- [Problem details] Reproduce the entries below word for word, from the line containing "In the picture above, where can the grassy" through the last line of the entries, both ends included.

- [Material provided]
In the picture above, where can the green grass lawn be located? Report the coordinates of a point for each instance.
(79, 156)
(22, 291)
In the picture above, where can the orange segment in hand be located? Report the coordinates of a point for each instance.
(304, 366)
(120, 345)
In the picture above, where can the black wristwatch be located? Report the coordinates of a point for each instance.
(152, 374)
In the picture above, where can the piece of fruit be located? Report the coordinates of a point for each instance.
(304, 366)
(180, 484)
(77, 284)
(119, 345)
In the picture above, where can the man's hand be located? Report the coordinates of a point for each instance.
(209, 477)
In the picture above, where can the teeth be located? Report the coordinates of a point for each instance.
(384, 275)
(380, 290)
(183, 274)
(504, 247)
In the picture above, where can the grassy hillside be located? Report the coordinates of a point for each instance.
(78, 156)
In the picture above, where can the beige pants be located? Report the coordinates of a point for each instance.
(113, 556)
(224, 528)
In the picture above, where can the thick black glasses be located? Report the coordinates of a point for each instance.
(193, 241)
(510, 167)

- [Task output]
In the picture above, where can the grassy hillside be located? Report the coordinates of a point for each instance.
(78, 156)
In the picture above, where can the beige pants be located? Report the coordinates of a point for each instance.
(113, 556)
(224, 528)
In the picture above, where can the thick black glasses be located? Report the coordinates of a point for each instance.
(193, 241)
(510, 167)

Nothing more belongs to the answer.